** start Task inputs **

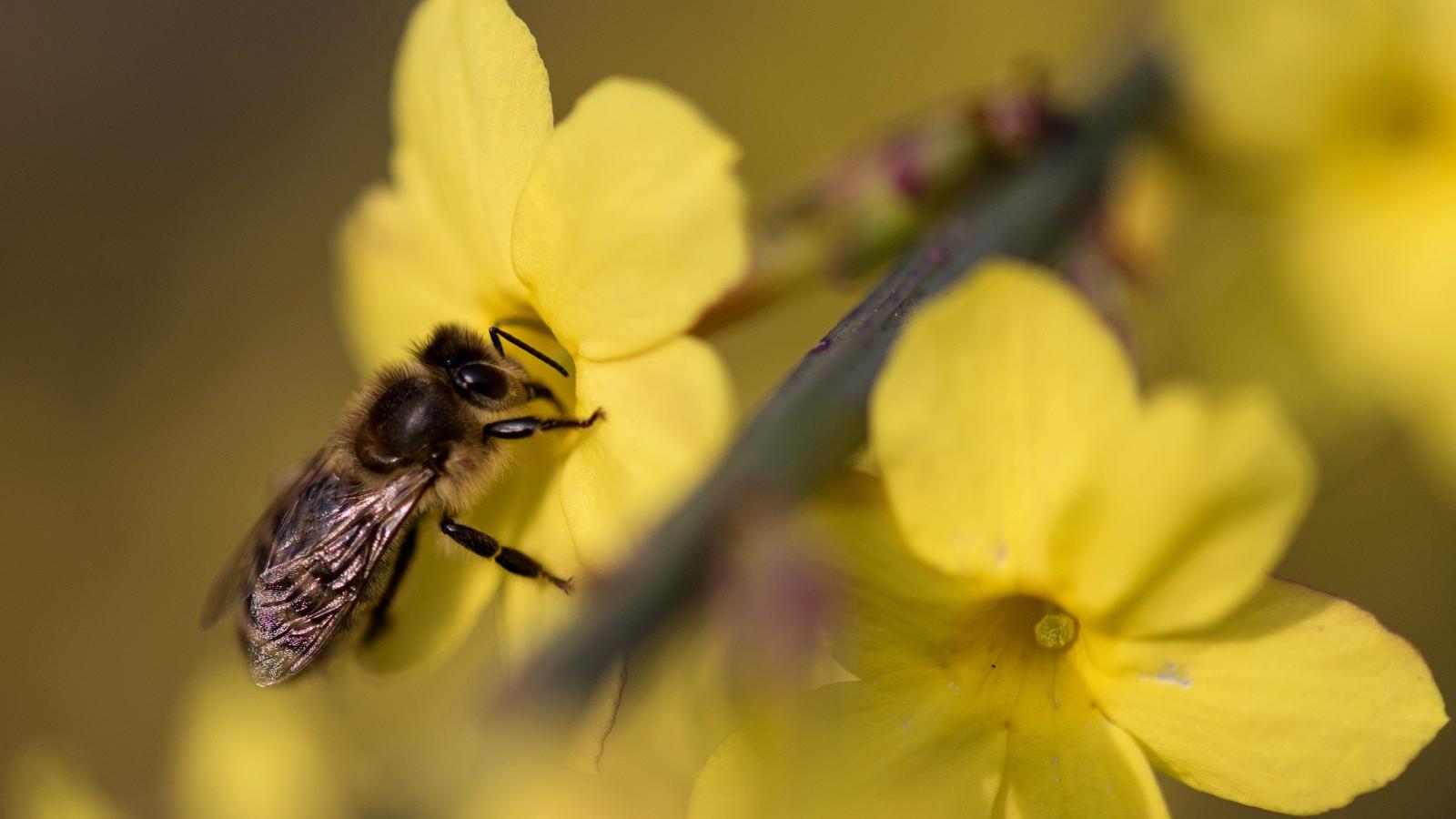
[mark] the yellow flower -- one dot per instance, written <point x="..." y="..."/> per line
<point x="609" y="232"/>
<point x="1065" y="586"/>
<point x="1314" y="197"/>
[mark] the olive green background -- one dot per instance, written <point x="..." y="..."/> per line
<point x="171" y="179"/>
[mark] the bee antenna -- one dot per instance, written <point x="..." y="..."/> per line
<point x="497" y="334"/>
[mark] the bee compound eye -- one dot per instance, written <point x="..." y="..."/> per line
<point x="482" y="380"/>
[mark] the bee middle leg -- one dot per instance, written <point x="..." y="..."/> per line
<point x="528" y="426"/>
<point x="490" y="548"/>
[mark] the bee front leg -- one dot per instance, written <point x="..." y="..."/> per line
<point x="490" y="548"/>
<point x="528" y="426"/>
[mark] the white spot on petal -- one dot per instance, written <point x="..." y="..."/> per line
<point x="1171" y="673"/>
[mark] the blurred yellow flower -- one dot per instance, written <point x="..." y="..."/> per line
<point x="44" y="784"/>
<point x="1065" y="586"/>
<point x="1312" y="191"/>
<point x="606" y="235"/>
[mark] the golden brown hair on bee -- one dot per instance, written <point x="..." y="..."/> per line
<point x="429" y="431"/>
<point x="429" y="411"/>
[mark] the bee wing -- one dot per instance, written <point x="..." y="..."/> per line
<point x="322" y="552"/>
<point x="232" y="581"/>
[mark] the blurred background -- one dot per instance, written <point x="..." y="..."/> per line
<point x="171" y="181"/>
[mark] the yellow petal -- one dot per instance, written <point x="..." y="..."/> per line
<point x="1184" y="518"/>
<point x="446" y="588"/>
<point x="892" y="610"/>
<point x="400" y="274"/>
<point x="631" y="223"/>
<point x="987" y="416"/>
<point x="907" y="745"/>
<point x="473" y="104"/>
<point x="1065" y="758"/>
<point x="1244" y="62"/>
<point x="669" y="413"/>
<point x="897" y="746"/>
<point x="1298" y="703"/>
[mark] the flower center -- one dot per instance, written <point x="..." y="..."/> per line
<point x="1056" y="629"/>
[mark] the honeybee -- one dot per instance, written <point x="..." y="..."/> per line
<point x="426" y="435"/>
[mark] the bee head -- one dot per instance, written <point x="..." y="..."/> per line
<point x="473" y="369"/>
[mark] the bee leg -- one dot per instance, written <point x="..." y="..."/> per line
<point x="509" y="559"/>
<point x="528" y="426"/>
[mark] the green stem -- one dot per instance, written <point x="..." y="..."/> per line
<point x="815" y="420"/>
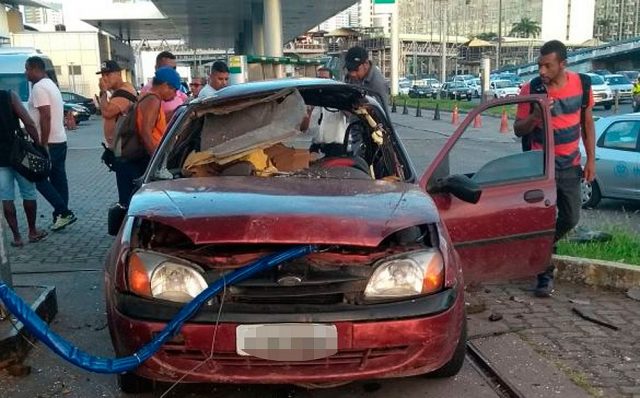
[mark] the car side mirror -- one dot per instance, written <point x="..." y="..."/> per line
<point x="460" y="186"/>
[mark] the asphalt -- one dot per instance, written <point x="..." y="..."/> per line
<point x="549" y="342"/>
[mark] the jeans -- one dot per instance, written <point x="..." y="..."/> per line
<point x="55" y="188"/>
<point x="126" y="172"/>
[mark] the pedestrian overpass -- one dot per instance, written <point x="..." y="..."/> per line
<point x="622" y="55"/>
<point x="258" y="27"/>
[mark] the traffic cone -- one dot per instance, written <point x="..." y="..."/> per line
<point x="504" y="122"/>
<point x="455" y="117"/>
<point x="477" y="122"/>
<point x="436" y="113"/>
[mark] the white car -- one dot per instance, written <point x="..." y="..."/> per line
<point x="602" y="94"/>
<point x="503" y="89"/>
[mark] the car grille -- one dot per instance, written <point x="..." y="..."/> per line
<point x="341" y="358"/>
<point x="302" y="285"/>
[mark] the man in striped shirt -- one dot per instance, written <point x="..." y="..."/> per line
<point x="570" y="121"/>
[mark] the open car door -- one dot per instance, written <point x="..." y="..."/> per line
<point x="508" y="232"/>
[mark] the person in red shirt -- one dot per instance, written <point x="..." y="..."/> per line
<point x="564" y="89"/>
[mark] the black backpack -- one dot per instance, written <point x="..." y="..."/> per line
<point x="537" y="87"/>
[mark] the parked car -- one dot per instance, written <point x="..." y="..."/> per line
<point x="617" y="160"/>
<point x="621" y="85"/>
<point x="455" y="91"/>
<point x="74" y="98"/>
<point x="602" y="94"/>
<point x="503" y="89"/>
<point x="382" y="296"/>
<point x="423" y="92"/>
<point x="80" y="113"/>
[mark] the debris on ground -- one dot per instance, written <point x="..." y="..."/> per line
<point x="580" y="301"/>
<point x="589" y="315"/>
<point x="495" y="317"/>
<point x="634" y="293"/>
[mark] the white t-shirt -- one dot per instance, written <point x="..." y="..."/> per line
<point x="327" y="126"/>
<point x="45" y="92"/>
<point x="207" y="91"/>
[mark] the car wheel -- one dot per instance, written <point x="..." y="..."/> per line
<point x="131" y="383"/>
<point x="590" y="193"/>
<point x="454" y="365"/>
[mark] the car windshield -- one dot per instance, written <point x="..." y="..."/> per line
<point x="503" y="84"/>
<point x="618" y="80"/>
<point x="261" y="137"/>
<point x="16" y="82"/>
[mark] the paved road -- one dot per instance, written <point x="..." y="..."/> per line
<point x="72" y="261"/>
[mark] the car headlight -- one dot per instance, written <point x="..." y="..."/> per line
<point x="156" y="275"/>
<point x="410" y="274"/>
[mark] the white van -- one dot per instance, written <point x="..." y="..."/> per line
<point x="12" y="76"/>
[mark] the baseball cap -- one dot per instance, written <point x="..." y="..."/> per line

** end Task inputs **

→ **Work required**
Set the entries down again exactly. Do not include the images.

→ **Final answer**
[mark] the yellow flower -- one dot per instance, written <point x="..." y="..."/> per line
<point x="609" y="232"/>
<point x="1065" y="586"/>
<point x="1314" y="197"/>
[mark] the olive green background -- one dot per instance, written <point x="..." y="..."/> per line
<point x="171" y="179"/>
[mark] the bee antenna -- one dot per instance, written <point x="..." y="..."/> per line
<point x="497" y="334"/>
[mark] the bee compound eye -- one dot per instance, written <point x="..." y="..."/> per line
<point x="482" y="380"/>
[mark] the bee middle leg -- one dot per instance, written <point x="..." y="..."/> per line
<point x="528" y="426"/>
<point x="490" y="548"/>
[mark] the bee front leg -- one dot per instance, written <point x="..." y="..."/> per line
<point x="490" y="548"/>
<point x="528" y="426"/>
[mark] the white spot on petal -- one dot per instance, written <point x="..." y="..."/> per line
<point x="1171" y="673"/>
[mark] the blurred yellow flower -- one dot per instance, written <point x="..." y="..."/> per line
<point x="44" y="784"/>
<point x="1065" y="586"/>
<point x="1312" y="191"/>
<point x="606" y="235"/>
[mark] the golden brown hair on bee -- one dot per instance, written <point x="..." y="..."/> per line
<point x="429" y="431"/>
<point x="429" y="411"/>
[mark] the bee wing -- one dot per instance, written <point x="..." y="..."/> per line
<point x="322" y="552"/>
<point x="232" y="581"/>
[mark] the blurred background -- one dot per instance, written <point x="..." y="..."/> per line
<point x="171" y="181"/>
[mark] the yellow petal -- one dot per instance, written <point x="..." y="..."/> per line
<point x="1184" y="518"/>
<point x="446" y="588"/>
<point x="892" y="610"/>
<point x="400" y="274"/>
<point x="631" y="223"/>
<point x="987" y="416"/>
<point x="907" y="745"/>
<point x="473" y="104"/>
<point x="1065" y="758"/>
<point x="1244" y="62"/>
<point x="669" y="413"/>
<point x="897" y="746"/>
<point x="1298" y="703"/>
[mark] the flower center -- one dot per instance, written <point x="..." y="..."/> per line
<point x="1056" y="629"/>
[mark] the honeybee -- one dot per instance, written <point x="..." y="..."/> per line
<point x="426" y="435"/>
[mark] the bee head -- one dot per instance, written <point x="..." y="..."/> per line
<point x="473" y="369"/>
[mark] the bee leg -- one dot per instance, written <point x="..." y="..."/> per line
<point x="509" y="559"/>
<point x="528" y="426"/>
[mark] the green stem -- one dot per instance, written <point x="..." y="..."/> per line
<point x="815" y="420"/>
[mark] the car side mirror -- one dot per instance, written <point x="..." y="..."/> per line
<point x="460" y="186"/>
[mark] the asphalt -- one dot per instance, written <point x="..." y="..."/> per line
<point x="549" y="342"/>
[mark] the jeans -- one dot per instance, written <point x="..." y="..."/> per line
<point x="55" y="188"/>
<point x="126" y="172"/>
[mark] the pedestrian overpass -- one dot per instance, written <point x="..." y="..."/> per line
<point x="622" y="55"/>
<point x="258" y="27"/>
[mark] the traffic cone -- one dot per instance, written <point x="..." y="..."/> per line
<point x="504" y="122"/>
<point x="455" y="117"/>
<point x="477" y="122"/>
<point x="436" y="113"/>
[mark] the white car -- one dot per instance, written <point x="..." y="..."/> per line
<point x="602" y="94"/>
<point x="503" y="89"/>
[mark] the car grille -- one dot per instance, written <point x="..." y="..."/> per line
<point x="341" y="358"/>
<point x="302" y="285"/>
[mark] the man in striped shirt -- one dot per instance, written <point x="..." y="..."/> per line
<point x="570" y="121"/>
[mark] the open car door -- one dot per instance, written <point x="..." y="..."/> per line
<point x="508" y="232"/>
[mark] the person in red shirt -- one dot per instance, written <point x="..." y="..."/> per line
<point x="564" y="89"/>
[mark] the black backpack -- one dot per instance, written <point x="..." y="..."/> per line
<point x="537" y="87"/>
[mark] the parked car -- one dot per instance, written <point x="..." y="..."/> per line
<point x="617" y="160"/>
<point x="621" y="85"/>
<point x="455" y="91"/>
<point x="74" y="98"/>
<point x="602" y="94"/>
<point x="503" y="89"/>
<point x="382" y="296"/>
<point x="423" y="92"/>
<point x="80" y="113"/>
[mark] the debris on ground -- one dot per instance, written <point x="..." y="..."/> per line
<point x="580" y="301"/>
<point x="589" y="315"/>
<point x="495" y="317"/>
<point x="634" y="293"/>
[mark] the white t-shirt -- one dot per instance, written <point x="..." y="..."/> per line
<point x="327" y="126"/>
<point x="45" y="92"/>
<point x="207" y="91"/>
[mark] the car wheel -- one dot per instance, written <point x="..." y="..."/> per line
<point x="131" y="383"/>
<point x="590" y="193"/>
<point x="454" y="365"/>
[mark] the car windshield -- one dot per instance, written <point x="..." y="..."/> per line
<point x="503" y="84"/>
<point x="618" y="80"/>
<point x="261" y="137"/>
<point x="16" y="82"/>
[mark] the paved road -- one dot per instance, written <point x="..." y="..."/> per line
<point x="72" y="261"/>
[mark] the car headlight -- one dot per instance, written <point x="..." y="..."/> per line
<point x="156" y="275"/>
<point x="410" y="274"/>
[mark] the white van -- one dot per instance, written <point x="..." y="..."/> per line
<point x="12" y="76"/>
[mark] the baseball cap -- one dot per instance, written <point x="..." y="..."/> per line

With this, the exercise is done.